(Dataset items)

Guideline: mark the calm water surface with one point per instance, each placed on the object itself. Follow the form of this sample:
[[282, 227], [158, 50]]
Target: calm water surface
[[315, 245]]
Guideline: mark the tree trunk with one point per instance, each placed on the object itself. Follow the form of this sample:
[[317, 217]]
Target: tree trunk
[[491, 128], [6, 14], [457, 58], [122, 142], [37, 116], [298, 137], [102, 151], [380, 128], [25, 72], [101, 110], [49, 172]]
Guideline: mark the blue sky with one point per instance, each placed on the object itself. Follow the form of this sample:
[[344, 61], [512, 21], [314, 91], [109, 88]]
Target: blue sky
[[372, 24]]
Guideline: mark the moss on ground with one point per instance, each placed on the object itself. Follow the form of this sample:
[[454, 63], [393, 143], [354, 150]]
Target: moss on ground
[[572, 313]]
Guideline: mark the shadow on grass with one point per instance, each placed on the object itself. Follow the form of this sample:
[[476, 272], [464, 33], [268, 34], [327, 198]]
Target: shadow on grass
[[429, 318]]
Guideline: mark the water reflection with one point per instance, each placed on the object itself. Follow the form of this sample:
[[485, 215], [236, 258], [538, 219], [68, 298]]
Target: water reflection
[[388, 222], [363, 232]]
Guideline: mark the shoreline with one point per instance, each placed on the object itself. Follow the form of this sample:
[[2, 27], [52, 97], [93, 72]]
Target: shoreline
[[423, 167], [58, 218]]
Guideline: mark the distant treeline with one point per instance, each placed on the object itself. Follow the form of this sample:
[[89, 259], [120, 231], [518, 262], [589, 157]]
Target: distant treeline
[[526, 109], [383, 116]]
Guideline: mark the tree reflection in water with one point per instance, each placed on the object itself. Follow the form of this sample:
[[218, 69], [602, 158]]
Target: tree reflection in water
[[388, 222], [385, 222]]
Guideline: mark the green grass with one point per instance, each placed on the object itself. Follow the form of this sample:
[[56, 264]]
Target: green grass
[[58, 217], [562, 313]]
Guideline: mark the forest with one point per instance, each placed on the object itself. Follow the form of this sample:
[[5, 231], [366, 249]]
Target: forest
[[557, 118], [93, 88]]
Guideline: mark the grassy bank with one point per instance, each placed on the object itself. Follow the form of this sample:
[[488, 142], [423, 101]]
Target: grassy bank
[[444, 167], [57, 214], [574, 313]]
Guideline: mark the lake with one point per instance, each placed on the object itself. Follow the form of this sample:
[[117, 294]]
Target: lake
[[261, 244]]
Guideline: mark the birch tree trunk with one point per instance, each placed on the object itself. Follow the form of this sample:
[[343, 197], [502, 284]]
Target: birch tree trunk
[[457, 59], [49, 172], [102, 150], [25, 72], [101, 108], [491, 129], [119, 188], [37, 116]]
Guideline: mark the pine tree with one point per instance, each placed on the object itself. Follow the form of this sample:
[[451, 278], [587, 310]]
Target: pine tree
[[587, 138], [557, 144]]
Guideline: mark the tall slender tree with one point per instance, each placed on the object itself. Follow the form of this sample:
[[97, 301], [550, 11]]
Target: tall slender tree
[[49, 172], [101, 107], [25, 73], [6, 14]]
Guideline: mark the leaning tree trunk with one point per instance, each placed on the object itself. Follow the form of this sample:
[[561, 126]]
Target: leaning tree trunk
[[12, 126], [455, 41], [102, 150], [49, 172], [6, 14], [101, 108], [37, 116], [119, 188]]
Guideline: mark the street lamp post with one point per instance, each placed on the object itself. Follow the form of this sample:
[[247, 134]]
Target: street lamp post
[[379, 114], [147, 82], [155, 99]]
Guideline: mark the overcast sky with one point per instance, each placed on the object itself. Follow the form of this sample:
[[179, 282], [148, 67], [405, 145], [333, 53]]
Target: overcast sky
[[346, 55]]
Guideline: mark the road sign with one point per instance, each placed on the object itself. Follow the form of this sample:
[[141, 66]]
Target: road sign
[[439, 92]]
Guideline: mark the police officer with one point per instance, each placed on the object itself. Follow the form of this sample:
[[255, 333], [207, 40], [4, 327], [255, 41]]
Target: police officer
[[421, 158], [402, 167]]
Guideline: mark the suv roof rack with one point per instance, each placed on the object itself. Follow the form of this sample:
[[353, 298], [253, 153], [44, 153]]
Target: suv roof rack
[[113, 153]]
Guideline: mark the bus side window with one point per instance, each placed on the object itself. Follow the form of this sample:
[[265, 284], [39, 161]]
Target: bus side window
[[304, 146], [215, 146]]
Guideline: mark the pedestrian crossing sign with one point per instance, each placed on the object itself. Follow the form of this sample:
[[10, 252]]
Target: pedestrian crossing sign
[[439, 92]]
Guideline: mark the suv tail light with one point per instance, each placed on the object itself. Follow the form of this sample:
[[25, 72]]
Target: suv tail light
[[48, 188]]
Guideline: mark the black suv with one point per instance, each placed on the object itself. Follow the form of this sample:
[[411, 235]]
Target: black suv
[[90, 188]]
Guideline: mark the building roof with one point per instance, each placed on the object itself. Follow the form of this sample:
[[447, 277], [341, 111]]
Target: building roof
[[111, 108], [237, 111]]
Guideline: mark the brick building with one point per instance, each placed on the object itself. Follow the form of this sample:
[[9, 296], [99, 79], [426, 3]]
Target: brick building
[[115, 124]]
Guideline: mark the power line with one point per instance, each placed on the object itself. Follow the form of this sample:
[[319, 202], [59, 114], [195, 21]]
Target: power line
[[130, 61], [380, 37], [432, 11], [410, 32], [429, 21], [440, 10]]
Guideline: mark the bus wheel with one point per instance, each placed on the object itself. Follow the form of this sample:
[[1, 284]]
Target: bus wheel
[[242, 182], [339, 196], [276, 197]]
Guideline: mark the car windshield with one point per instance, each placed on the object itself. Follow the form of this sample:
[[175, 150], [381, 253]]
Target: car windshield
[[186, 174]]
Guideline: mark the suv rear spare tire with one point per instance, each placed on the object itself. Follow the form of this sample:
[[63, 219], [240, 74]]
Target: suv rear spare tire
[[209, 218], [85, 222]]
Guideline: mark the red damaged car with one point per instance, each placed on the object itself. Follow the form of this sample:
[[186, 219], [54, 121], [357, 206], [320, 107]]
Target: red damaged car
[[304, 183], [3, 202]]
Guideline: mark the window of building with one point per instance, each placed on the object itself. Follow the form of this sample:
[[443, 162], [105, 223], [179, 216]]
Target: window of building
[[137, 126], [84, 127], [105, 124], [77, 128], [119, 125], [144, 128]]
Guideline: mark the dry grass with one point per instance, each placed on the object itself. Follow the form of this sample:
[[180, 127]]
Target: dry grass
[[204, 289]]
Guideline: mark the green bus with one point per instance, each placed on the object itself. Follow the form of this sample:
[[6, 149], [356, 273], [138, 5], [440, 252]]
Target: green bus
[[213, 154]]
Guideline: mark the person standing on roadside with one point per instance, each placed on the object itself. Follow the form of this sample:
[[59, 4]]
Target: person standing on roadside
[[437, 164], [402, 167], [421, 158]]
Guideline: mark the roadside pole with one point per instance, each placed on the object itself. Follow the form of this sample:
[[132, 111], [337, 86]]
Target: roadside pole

- [EXERCISE PROMPT]
Convert every line of the entries above into a JSON list of strings with one string per line, and leave out any blank lines.

- [ANSWER TO THE EXERCISE]
[
  "Guideline: mark the calm water surface with one point per instance, each placed on the object itself. Follow the form of this sample:",
  "[[282, 227], [158, 50]]",
  "Target: calm water surface",
  "[[315, 245]]",
  "Guideline: mark the tree trunk with one point per instance, each placed on the object itself. Follow the form of this sample:",
  "[[317, 217]]",
  "Target: tree trunk",
  "[[491, 128], [6, 14], [457, 58], [122, 142], [37, 116], [298, 137], [102, 151], [380, 128], [25, 72], [101, 110], [49, 172]]",
  "Guideline: mark the blue sky with one point per instance, each placed on the object itself. Follow the form of this sample:",
  "[[344, 61], [512, 21], [314, 91], [109, 88]]",
  "Target: blue sky",
  "[[372, 24]]",
  "Guideline: mark the moss on ground with one point per instance, each placed on the object itself. Follow the form of this sample:",
  "[[454, 63], [393, 143], [354, 150]]",
  "Target: moss on ground",
  "[[572, 313]]",
  "Guideline: mark the shadow on grass with one point per instance, each placed on the object itself. Follow the form of this sample:",
  "[[476, 272], [464, 33], [268, 34], [327, 198]]",
  "Target: shadow on grass",
  "[[429, 318]]",
  "Guideline: mark the water reflection with one point per instance, each placed on the object itself. Follow the form of this sample:",
  "[[485, 215], [236, 258], [538, 219], [68, 298]]",
  "Target: water reflection",
  "[[388, 222], [363, 232]]",
  "Guideline: mark the shoreline with one point per instance, each placed on the object itself. Follow the form of this sample:",
  "[[2, 27], [52, 97], [93, 72]]",
  "Target: shoreline",
  "[[423, 167], [58, 218]]",
  "Guideline: mark the distant treeline with one point per instance, each placed on the object itself. Follow the form of this sample:",
  "[[89, 259], [120, 231], [518, 262], [589, 157]]",
  "Target: distant treeline",
  "[[526, 109], [383, 116]]",
  "Guideline: mark the tree reflection in water with one point per instance, each placed on the object itself. Follow the form of this sample:",
  "[[218, 69], [602, 158]]",
  "Target: tree reflection in water",
  "[[388, 222], [385, 222]]",
  "Guideline: mark the green grass with one point per instance, each placed on the object itself. Follow the form of this sample:",
  "[[56, 264]]",
  "Target: green grass",
  "[[58, 217], [562, 313]]",
  "Guideline: mark the forest with one point per instance, each placed on the object itself. Follow the form of this sample:",
  "[[5, 231], [366, 249]]",
  "Target: forest",
  "[[557, 118], [93, 88]]",
  "Guideline: mark the grassy bank with one point per instance, each placed on the object itself. Follow the form of this sample:",
  "[[488, 142], [423, 101]]",
  "Target: grassy bank",
  "[[444, 167], [57, 214], [574, 313]]",
  "Guideline: mark the lake with one point per instance, each placed on the object itself. Follow the form of this sample:",
  "[[117, 294]]",
  "Target: lake",
  "[[261, 244]]",
  "Guideline: mark the birch tree trunk with one point per instance, each placed on the object itself. Follow the form of this sample:",
  "[[343, 197], [502, 284]]",
  "Target: birch tree trunk",
  "[[457, 59], [49, 172], [102, 150], [25, 72], [101, 108], [491, 129], [119, 188], [37, 116]]",
  "Guideline: mark the pine tree with one point per instance, each placed on the object itself. Follow the form of this sample:",
  "[[451, 278], [587, 310]]",
  "Target: pine tree",
  "[[587, 138], [557, 144]]",
  "Guideline: mark the tall slender tree with one point per instance, each placed on the object itself. Follow the form of this sample:",
  "[[97, 301], [550, 11]]",
  "Target: tall slender tree",
  "[[49, 172], [101, 107], [25, 73], [6, 14]]",
  "Guideline: mark the leaning tree trunk with one point per instance, each placed on the object itself. Follow the form of this sample:",
  "[[561, 126]]",
  "Target: leaning tree trunk",
  "[[12, 126], [455, 41], [102, 150], [49, 172], [6, 14], [101, 108], [37, 116], [119, 188]]",
  "Guideline: mark the street lamp post with one point per instance, each placed on the object itself. Follow the form of this sample:",
  "[[247, 134]]",
  "Target: street lamp post",
  "[[379, 114], [147, 82], [155, 99]]",
  "Guideline: mark the overcast sky with one point per instance, each placed on the object itself. Follow the form of this sample:",
  "[[179, 282], [148, 67], [405, 145], [333, 53]]",
  "Target: overcast sky",
  "[[346, 55]]",
  "Guideline: mark the road sign with one point per instance, each placed on the object itself. Follow the form of this sample:",
  "[[141, 66]]",
  "Target: road sign",
  "[[439, 92]]",
  "Guideline: mark the police officer with one point per instance, each placed on the object itself. Follow the form of this sample:",
  "[[255, 333], [207, 40], [4, 327], [255, 41]]",
  "Target: police officer",
  "[[421, 158], [402, 167]]",
  "Guideline: mark the suv roof rack with one point per instance, each placed on the object itself. Follow the form of this sample:",
  "[[353, 298], [253, 153], [44, 153]]",
  "Target: suv roof rack",
  "[[113, 153]]",
  "Guideline: mark the bus side window with one point per instance, each placed on the object itself. Follow the form of this sample:",
  "[[265, 284], [39, 161]]",
  "Target: bus side window",
  "[[304, 146], [215, 146]]",
  "Guideline: mark the pedestrian crossing sign with one point per instance, each placed on the object itself. Follow the form of this sample:",
  "[[10, 252]]",
  "Target: pedestrian crossing sign",
  "[[439, 92]]",
  "Guideline: mark the suv tail light with one point per instance, each placed on the object itself. Follow the form of this sample:",
  "[[25, 72]]",
  "Target: suv tail light",
  "[[48, 188]]",
  "Guideline: mark the black suv with one point per instance, each placed on the object itself. Follow the form of this sample:",
  "[[411, 235]]",
  "Target: black suv",
  "[[90, 188]]",
  "Guideline: mark the building roof with one point per instance, each placed on the object itself. Follow the form of this sample:",
  "[[447, 277], [341, 111]]",
  "Target: building roof",
  "[[111, 108], [237, 111]]",
  "Guideline: mark the brick building with one point per instance, each placed on the object itself. Follow the form of this sample:",
  "[[9, 296], [99, 79], [426, 3]]",
  "Target: brick building",
  "[[115, 124]]",
  "Guideline: mark the power line with one point per instance, each placed on the object itself. Follow the form of this sample:",
  "[[319, 202], [59, 114], [195, 21]]",
  "Target: power line",
  "[[130, 61], [380, 37], [432, 11], [410, 32], [429, 21], [440, 10]]",
  "Guideline: mark the bus wheel with one point per instance, each placed on the object itself. Follow the form of this sample:",
  "[[1, 284]]",
  "Target: bus wheel",
  "[[242, 182], [339, 196], [276, 197]]",
  "Guideline: mark the car windshield with one point per instance, each placed on the object itself. Follow the form of this sample:",
  "[[175, 150], [381, 253]]",
  "Target: car windshield",
  "[[186, 174]]",
  "Guideline: mark the suv rear spare tire with one point per instance, each placed on the object itself. Follow the form of this sample:",
  "[[63, 219], [240, 74]]",
  "Target: suv rear spare tire",
  "[[209, 218], [85, 222]]",
  "Guideline: mark the red damaged car with one point per instance, each placed on the object itself. Follow the form of this sample:",
  "[[186, 219], [54, 121], [357, 206], [320, 107]]",
  "Target: red damaged car",
  "[[304, 183], [3, 202]]",
  "Guideline: mark the window of building with one point per instance, each placed on the object itself. Follow the form of this sample:",
  "[[443, 162], [105, 223], [179, 216]]",
  "Target: window of building",
  "[[137, 126], [84, 127], [105, 124], [77, 128], [119, 125], [144, 128]]",
  "Guideline: mark the dry grass with one point per instance, each placed on the object itself. Follow the form of this sample:",
  "[[180, 127]]",
  "Target: dry grass",
  "[[204, 289]]",
  "Guideline: mark the green bus with one point per instance, each placed on the object itself. Follow the form of this sample:",
  "[[6, 149], [356, 273], [138, 5], [440, 252]]",
  "Target: green bus",
  "[[213, 154]]",
  "Guideline: mark the person standing on roadside with one point per instance, each placed on the object itself. Follow the form of this sample:",
  "[[59, 4]]",
  "Target: person standing on roadside",
  "[[437, 164], [402, 167], [421, 158]]",
  "Guideline: mark the roadside pole with one point per instance, each placed on the object itself. Follow the form of this sample:",
  "[[132, 111], [337, 86]]",
  "Target: roadside pole"
]